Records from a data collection
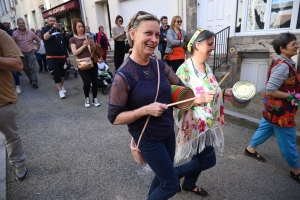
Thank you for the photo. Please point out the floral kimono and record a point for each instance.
(208, 120)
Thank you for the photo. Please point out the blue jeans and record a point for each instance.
(191, 170)
(16, 77)
(41, 58)
(286, 139)
(160, 156)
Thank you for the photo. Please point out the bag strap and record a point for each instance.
(158, 74)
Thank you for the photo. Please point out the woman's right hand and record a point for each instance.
(156, 109)
(86, 43)
(205, 97)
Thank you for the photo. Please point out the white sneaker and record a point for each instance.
(63, 89)
(18, 89)
(95, 102)
(105, 83)
(87, 102)
(62, 94)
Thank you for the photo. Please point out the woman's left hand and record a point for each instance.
(228, 92)
(187, 122)
(91, 41)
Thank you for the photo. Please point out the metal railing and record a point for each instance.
(221, 48)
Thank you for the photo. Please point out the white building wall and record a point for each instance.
(26, 7)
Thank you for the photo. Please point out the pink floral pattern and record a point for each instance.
(204, 117)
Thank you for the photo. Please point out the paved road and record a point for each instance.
(73, 152)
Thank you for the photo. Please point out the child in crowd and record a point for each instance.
(103, 72)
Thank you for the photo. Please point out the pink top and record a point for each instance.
(25, 40)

Brief |
Repeat every line of the data above word for word, leaving out the pictures.

Output for this exercise |
Thank you for the photo. Please point out the floral kimono and record a point for each instance.
(208, 120)
Thank you for the photo. Please point out the blue jeans and record a point for each instance.
(191, 170)
(16, 77)
(41, 58)
(286, 139)
(160, 156)
Thank you for the photo. Please point out the bag strap and record a point for each instance.
(158, 74)
Thank you for the photo. Please point out the woman's right hand and record a point for each instance.
(156, 109)
(86, 43)
(205, 97)
Thank you for the photo. Please point out the white sneaker and record a point for each instance.
(63, 89)
(18, 89)
(95, 102)
(105, 83)
(87, 102)
(62, 94)
Thank you for the photo. Please point out the woman's left hand and record a point for each instance.
(228, 92)
(187, 122)
(91, 41)
Thank you for the photo. Please point out the metal railing and record a point for each instance.
(221, 48)
Thank you for the photo. Please point out the white building wall and record a point for each instance.
(26, 7)
Thank you for the photo. Please point out the pink floral pattern and record a point for each instance.
(204, 117)
Thank you for the photo. Please point out the paved road and record a point for each instance.
(73, 152)
Thank you for the photo. Please point out the child in crowd and record a point for each instance.
(103, 72)
Thank you for the photo. Please point out the pink top and record a point for each instance.
(25, 40)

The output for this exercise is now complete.